▸ OBJECTIVE:
Copy out exactly the lines from the one containing "Where can you see the white" to the end of the records below, both included, and nothing else.

▸ RECORD SET:

--- START ---

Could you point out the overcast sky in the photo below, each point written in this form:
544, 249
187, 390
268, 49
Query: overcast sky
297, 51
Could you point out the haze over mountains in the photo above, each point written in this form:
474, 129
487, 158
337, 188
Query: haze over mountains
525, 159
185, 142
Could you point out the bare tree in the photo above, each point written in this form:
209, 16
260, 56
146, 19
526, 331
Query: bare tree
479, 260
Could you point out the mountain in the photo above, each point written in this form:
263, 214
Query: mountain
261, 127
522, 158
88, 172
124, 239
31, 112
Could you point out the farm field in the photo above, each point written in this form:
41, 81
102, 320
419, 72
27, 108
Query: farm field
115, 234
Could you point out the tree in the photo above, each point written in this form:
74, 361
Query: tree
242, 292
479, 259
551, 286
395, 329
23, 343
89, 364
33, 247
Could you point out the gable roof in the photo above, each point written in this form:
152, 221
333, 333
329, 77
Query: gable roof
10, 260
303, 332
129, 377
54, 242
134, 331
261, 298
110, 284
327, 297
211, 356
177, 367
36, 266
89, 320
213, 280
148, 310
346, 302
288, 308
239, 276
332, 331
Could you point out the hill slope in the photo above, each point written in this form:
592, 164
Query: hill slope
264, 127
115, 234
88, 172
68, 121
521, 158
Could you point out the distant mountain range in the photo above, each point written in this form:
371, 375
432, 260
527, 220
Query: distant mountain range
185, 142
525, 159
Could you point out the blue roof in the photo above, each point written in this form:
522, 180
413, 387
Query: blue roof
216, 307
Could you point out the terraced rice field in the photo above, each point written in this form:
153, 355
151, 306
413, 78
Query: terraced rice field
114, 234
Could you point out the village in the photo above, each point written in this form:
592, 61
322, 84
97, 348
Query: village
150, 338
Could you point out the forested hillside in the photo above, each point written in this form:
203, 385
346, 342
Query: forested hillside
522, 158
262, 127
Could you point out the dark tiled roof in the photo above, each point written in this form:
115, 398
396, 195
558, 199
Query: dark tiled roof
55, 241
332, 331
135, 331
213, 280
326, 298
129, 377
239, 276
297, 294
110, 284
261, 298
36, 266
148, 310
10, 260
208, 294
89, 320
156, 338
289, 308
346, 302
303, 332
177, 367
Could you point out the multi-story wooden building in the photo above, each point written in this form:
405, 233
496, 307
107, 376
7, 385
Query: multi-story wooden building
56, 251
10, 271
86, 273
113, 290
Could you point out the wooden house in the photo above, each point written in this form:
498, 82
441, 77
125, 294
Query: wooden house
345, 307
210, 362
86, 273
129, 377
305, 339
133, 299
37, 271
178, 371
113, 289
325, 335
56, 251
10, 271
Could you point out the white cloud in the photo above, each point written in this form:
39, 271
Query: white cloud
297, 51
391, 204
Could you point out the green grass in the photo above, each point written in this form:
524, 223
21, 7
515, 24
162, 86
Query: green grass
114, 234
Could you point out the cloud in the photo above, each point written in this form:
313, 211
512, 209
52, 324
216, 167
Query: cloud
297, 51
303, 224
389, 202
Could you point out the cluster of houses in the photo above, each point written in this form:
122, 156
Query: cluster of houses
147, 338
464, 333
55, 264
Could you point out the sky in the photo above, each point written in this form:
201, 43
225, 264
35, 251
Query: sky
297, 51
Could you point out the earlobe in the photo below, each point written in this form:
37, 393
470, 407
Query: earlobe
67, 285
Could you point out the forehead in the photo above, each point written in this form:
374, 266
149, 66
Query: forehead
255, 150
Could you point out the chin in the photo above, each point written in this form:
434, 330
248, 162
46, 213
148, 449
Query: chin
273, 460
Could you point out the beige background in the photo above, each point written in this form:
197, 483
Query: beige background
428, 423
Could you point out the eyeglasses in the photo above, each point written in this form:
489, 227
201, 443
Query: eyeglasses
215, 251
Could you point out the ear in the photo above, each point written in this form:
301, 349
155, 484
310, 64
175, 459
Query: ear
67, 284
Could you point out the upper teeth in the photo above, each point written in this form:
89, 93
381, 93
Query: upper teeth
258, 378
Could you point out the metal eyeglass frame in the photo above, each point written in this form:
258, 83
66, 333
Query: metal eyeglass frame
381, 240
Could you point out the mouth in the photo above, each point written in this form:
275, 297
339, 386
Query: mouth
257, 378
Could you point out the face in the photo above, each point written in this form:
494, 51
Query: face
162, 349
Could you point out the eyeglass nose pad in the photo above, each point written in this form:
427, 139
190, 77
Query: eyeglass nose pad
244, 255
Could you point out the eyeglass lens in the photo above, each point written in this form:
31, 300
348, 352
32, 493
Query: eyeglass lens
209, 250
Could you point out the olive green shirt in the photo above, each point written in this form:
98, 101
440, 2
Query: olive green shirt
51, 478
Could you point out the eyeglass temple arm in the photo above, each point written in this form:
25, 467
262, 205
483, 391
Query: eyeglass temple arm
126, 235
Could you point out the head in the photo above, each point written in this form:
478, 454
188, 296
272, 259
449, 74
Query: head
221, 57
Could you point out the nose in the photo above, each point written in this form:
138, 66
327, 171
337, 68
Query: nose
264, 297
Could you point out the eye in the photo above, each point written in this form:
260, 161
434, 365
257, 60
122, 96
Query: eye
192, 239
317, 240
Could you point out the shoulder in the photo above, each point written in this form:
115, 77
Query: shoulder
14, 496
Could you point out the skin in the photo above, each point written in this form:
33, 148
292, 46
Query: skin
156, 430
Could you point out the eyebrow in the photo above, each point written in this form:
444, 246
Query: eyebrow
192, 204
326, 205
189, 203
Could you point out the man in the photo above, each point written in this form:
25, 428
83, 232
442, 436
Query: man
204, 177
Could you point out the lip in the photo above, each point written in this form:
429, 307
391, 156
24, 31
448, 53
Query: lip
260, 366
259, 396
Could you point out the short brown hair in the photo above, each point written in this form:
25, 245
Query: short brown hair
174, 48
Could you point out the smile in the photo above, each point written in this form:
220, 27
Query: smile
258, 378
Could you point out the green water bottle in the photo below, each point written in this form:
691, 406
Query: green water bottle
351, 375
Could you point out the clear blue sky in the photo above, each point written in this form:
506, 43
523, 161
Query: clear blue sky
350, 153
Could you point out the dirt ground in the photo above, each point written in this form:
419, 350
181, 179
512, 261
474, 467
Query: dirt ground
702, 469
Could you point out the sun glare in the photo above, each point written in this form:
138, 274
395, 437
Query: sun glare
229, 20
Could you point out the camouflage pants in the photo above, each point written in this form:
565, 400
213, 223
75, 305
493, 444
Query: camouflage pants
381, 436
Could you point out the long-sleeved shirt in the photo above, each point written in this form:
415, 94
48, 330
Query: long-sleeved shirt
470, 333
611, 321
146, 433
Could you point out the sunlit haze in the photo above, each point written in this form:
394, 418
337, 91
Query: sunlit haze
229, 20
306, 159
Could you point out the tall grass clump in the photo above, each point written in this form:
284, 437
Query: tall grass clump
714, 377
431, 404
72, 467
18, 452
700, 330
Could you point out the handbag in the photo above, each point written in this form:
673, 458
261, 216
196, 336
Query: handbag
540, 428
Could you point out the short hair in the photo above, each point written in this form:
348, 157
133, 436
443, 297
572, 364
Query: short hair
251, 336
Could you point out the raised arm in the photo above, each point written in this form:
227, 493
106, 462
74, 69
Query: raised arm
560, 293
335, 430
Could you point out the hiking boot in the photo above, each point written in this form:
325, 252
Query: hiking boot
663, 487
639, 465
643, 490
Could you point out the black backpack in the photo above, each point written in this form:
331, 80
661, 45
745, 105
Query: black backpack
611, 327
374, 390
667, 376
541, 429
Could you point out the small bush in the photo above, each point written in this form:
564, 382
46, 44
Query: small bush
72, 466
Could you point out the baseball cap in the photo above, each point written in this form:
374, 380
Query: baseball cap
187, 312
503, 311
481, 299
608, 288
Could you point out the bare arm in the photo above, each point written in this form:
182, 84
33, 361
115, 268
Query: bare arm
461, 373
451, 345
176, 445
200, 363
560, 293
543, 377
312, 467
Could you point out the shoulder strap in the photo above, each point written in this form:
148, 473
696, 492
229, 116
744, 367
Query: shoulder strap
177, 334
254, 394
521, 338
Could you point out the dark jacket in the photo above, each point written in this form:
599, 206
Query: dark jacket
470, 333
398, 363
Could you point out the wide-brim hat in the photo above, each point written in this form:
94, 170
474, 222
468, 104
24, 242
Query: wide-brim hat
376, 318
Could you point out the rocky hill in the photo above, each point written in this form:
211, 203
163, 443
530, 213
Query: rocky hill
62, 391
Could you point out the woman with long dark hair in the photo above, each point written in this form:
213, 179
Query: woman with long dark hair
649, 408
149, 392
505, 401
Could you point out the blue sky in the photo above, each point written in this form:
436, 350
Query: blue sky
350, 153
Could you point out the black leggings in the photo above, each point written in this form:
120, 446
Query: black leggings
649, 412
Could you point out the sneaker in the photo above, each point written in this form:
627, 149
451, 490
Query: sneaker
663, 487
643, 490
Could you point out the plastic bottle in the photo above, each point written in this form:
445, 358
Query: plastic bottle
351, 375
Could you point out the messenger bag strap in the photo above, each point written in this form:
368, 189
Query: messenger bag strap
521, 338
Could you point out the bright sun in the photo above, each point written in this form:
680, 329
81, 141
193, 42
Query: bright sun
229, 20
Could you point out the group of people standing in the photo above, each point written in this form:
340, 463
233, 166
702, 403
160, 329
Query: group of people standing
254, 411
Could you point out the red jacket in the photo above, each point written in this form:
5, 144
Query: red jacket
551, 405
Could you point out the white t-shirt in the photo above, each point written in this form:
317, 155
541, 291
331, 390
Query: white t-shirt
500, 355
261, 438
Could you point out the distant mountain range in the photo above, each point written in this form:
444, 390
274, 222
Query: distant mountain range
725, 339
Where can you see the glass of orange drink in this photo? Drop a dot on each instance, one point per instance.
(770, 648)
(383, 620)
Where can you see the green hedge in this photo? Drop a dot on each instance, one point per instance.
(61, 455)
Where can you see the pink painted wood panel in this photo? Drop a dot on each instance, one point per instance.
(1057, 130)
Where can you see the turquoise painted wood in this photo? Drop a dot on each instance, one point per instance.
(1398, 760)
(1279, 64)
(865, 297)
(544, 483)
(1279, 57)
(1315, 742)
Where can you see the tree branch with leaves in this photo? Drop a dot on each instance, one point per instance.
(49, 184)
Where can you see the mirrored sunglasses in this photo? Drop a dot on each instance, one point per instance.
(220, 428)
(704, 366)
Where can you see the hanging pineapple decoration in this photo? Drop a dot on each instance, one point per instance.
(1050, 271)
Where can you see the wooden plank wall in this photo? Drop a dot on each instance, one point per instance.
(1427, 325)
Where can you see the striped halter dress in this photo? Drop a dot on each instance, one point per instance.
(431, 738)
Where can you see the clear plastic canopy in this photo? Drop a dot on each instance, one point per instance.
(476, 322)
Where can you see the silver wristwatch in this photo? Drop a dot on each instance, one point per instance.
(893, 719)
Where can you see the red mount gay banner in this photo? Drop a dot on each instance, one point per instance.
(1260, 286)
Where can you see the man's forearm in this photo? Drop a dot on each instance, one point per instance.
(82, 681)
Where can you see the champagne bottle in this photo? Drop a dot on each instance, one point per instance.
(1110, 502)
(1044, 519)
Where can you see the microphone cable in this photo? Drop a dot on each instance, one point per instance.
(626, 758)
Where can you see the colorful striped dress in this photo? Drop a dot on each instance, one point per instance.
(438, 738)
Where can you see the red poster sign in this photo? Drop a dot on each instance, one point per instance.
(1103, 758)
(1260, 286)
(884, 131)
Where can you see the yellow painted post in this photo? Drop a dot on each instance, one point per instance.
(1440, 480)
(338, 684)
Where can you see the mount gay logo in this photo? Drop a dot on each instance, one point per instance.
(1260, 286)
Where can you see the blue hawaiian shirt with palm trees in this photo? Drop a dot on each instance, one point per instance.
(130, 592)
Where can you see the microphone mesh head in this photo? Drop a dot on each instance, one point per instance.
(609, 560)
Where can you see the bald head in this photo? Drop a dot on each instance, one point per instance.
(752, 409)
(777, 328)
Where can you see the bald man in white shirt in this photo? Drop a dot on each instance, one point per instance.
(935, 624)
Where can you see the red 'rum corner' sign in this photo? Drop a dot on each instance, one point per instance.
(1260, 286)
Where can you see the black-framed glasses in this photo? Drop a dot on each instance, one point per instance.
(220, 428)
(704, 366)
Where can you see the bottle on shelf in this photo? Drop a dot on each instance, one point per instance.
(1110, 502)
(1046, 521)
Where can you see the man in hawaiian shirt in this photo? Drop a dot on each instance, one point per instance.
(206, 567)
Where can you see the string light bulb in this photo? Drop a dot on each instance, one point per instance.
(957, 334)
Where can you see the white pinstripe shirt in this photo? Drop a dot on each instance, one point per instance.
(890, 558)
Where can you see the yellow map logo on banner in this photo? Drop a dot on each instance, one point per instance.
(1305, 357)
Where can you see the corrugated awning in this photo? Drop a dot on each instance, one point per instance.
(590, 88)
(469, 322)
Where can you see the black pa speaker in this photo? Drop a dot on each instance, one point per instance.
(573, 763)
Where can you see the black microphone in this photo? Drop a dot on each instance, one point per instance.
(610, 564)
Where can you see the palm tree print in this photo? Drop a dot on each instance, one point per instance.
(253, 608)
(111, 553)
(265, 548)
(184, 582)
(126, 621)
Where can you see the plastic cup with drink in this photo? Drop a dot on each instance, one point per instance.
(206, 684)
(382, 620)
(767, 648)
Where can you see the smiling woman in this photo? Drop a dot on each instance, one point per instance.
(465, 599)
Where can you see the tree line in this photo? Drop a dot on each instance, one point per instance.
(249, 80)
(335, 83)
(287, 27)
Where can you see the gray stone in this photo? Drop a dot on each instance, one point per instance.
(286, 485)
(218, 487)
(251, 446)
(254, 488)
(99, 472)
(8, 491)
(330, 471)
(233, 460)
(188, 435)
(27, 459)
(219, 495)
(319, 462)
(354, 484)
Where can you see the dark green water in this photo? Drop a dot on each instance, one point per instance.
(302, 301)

--- END ---

▸ SOLUTION FOR THIS TASK:
Where can you see the white pinstripe shirt in this photo? Drop a dot on each instance, one point per instance.
(890, 558)
Where can you see the yellow map logo on banner in this photo? Drop a dot on each instance, one point per instance.
(1305, 357)
Where can you see the corrugated awning in this photo? Drop a dot on each instance, one point per instance.
(590, 88)
(469, 322)
Where can you see the black pa speaker in this photo? Drop a dot on each instance, one point per instance.
(573, 763)
Where can you see the black microphone in this photo? Drop a dot on each instance, one point per instance.
(610, 564)
Where can you see the palm tree print in this photo? Drop a dot on each instance, one point per instance.
(253, 608)
(111, 553)
(265, 548)
(184, 582)
(126, 621)
Where can you see the plastic cup with drink in this photo? Drop a dot on each instance, one point per instance.
(206, 684)
(382, 620)
(767, 648)
Where can you see the smiling woman in this photo? Drop a dot on each instance, one point per instance.
(465, 599)
Where can you see the tree line in this photo? Drop a dot on each instance, one point per instance.
(249, 80)
(335, 83)
(287, 27)
Where can you see the gray stone in this photo? Drop a dot on each instance, one point per instance.
(286, 485)
(218, 487)
(251, 446)
(254, 488)
(99, 472)
(8, 491)
(330, 471)
(233, 460)
(188, 435)
(27, 459)
(219, 495)
(319, 462)
(354, 484)
Where can you see the dark green water in this photo? Drop a dot on each instance, one point per instance.
(302, 301)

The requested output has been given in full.